● **ARTICLE**

#####

10    Some of the following provisions were addressed in Repacholi No 1 and, as there noted, any consideration of the alleged duty owed by CASA to the applicants requires attention to be focussed on the statutory provisions under which CASA is required to exercise its powers and functions. CASA submits, and I accept, that the Act establishes a statutory scheme for maintaining, enhancing and promoting the safety of civil aviation.

Safety

11    Numerous references to ‘safety’ in the provisions of the Act, the Civil Aviation Regulations 1988 (CAR) and Civil Aviation Orders (CAOs) emphasise the role of CASA in issuing AOCs or making regulatory decisions is one in which considerations of the safety of those affected by air operations are paramount.

12    As is apparent from its long title, the functions of CASA under the Act relate ‘in particular’ to ‘the safety of civil aviation’. That general proposition is evident also from s 3A which describes the main object of the Act as being:

3A    Main object of this Act

… to establish a regulatory framework for maintaining, enhancing and promoting the safety of civil aviation, with particular emphasis on preventing aviation accidents and incidents.

13    By s 9(1) of the Act CASA is given the function (defined by s 3(1) as the ‘regulatory function’) of conducting the safety regulation of civil air operations in Australian territory in accordance with the Act and the regulations.

14    Section 9(1) then sets out, in subss (c)-(h), some of the means by which that function may be performed. One means is that referred to in s 9(1)(e), namely, the issue of certificates, licences, registrations and permits. There are various kinds of pilot licences issued under Pt V CAR and various kinds of AOCs issued under Pt III Div 2 of the Act.

15    The emphasis on safety is continued in s 9(2) of the Act (s 9(1) together with s 9(2) sets out the defined ‘regulatory function’), and also in s 9(3)(a) and s 9(3)(e). Section 9A(1) then emphatically reinforces the safety issue:

9A    Performance of functions

(1)    In exercising its powers and performing its functions, CASA must regard the safety of air navigation as the most important consideration.

16    Under CAR 5.09, CASA must issue a flight crew licence to an applicant, if and only, if that applicant meets the prescribed criteria, including that the person ‘is a fit and proper person to hold the licence’. In determining whether an applicant meets that criterion, CASA must only take into account matters that relate to air safety (CAR 5.09(3)).

#####

● **SET TASK A**
Count the lines in the records that contain the string "region", treating case as significant, and give only the number.
The judgment and the records come from unrelated sources.

#####

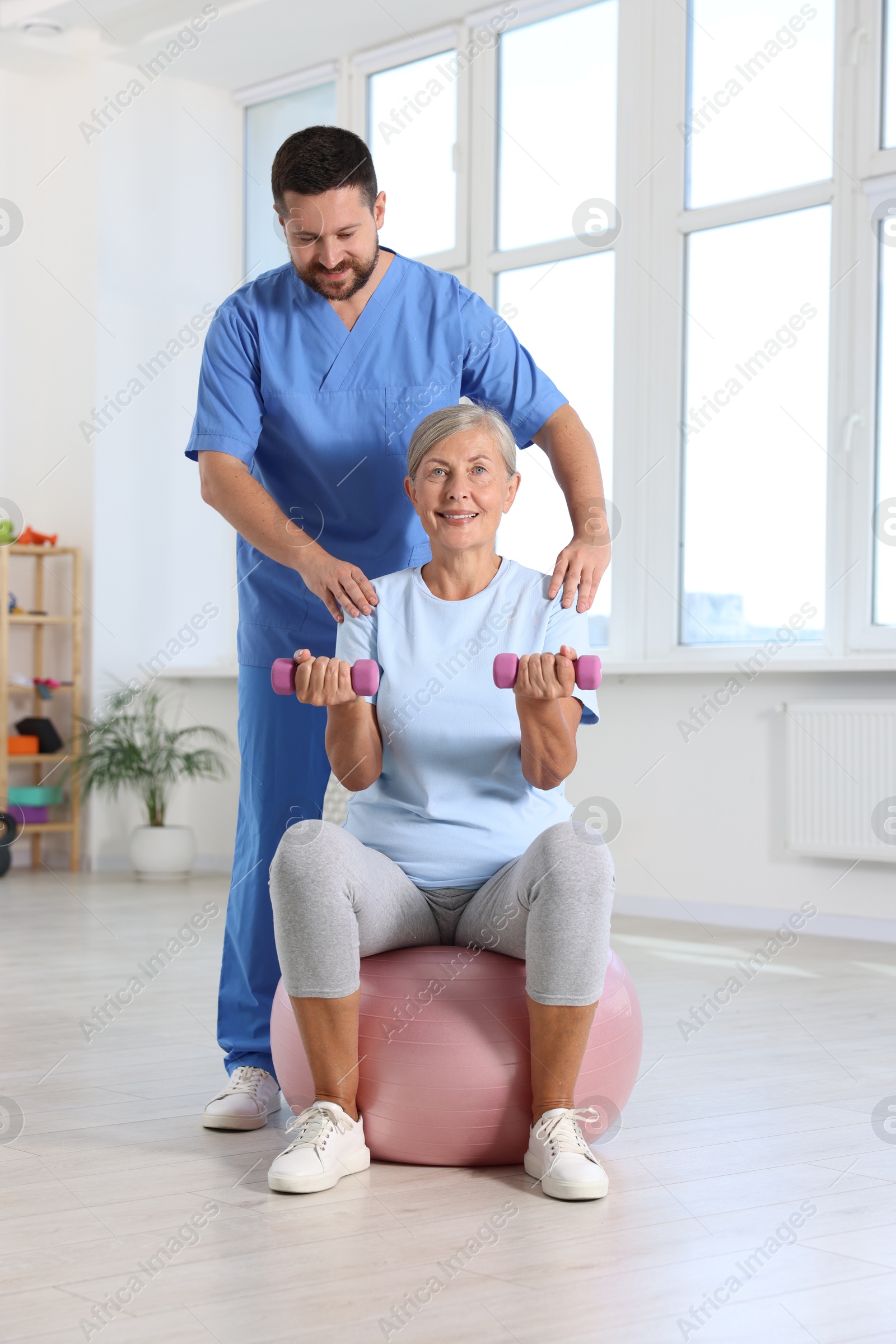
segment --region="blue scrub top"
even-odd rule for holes
[[[187,457],[238,457],[287,517],[372,579],[431,558],[404,493],[407,448],[461,396],[500,410],[523,448],[566,402],[455,276],[396,255],[349,332],[287,262],[215,313]],[[296,570],[238,536],[236,577],[240,663],[333,652],[336,622]]]

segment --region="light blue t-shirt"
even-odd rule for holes
[[[478,887],[572,812],[563,793],[523,777],[513,691],[492,679],[496,653],[588,650],[588,622],[548,598],[551,579],[516,560],[486,589],[446,602],[419,569],[373,582],[371,616],[345,617],[336,656],[375,659],[383,773],[348,805],[345,829],[388,855],[418,887]],[[582,723],[598,722],[579,691]],[[352,781],[345,781],[351,788]]]

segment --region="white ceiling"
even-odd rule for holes
[[[27,19],[50,19],[73,30],[99,35],[103,48],[126,65],[142,63],[179,27],[201,13],[206,0],[0,0],[4,46],[21,43],[47,48],[66,38],[36,38],[20,32]],[[224,89],[239,89],[277,75],[398,42],[463,17],[469,0],[216,0],[220,16],[184,60],[184,78]],[[496,12],[500,0],[496,0]],[[8,55],[8,47],[7,47]],[[24,52],[23,52],[24,55]],[[189,74],[187,74],[189,71]],[[180,67],[179,67],[180,73]]]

#####

● **SET TASK B**
Rewrite the judgment from "13    By s 9(1) of" up to and including "and the regulations.", replacing "CASA" with "the Authority".

● **COMPLETE OUTPUT A**
3

● **COMPLETE OUTPUT B**
13    By s 9(1) of the Act the Authority is given the function (defined by s 3(1) as the ‘regulatory function’) of conducting the safety regulation of civil air operations in Australian territory in accordance with the Act and the regulations.